Description of the task: Could you copy out the rows below word for word, omitting the pictures?
--
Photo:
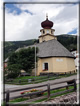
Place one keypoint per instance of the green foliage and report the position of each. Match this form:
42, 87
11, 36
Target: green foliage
23, 59
69, 41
--
Response for this exercise:
Photo:
Place one keypoint per instance of the green foliage and report the position of each. Match this form:
42, 87
11, 36
Target: green foliage
23, 59
69, 41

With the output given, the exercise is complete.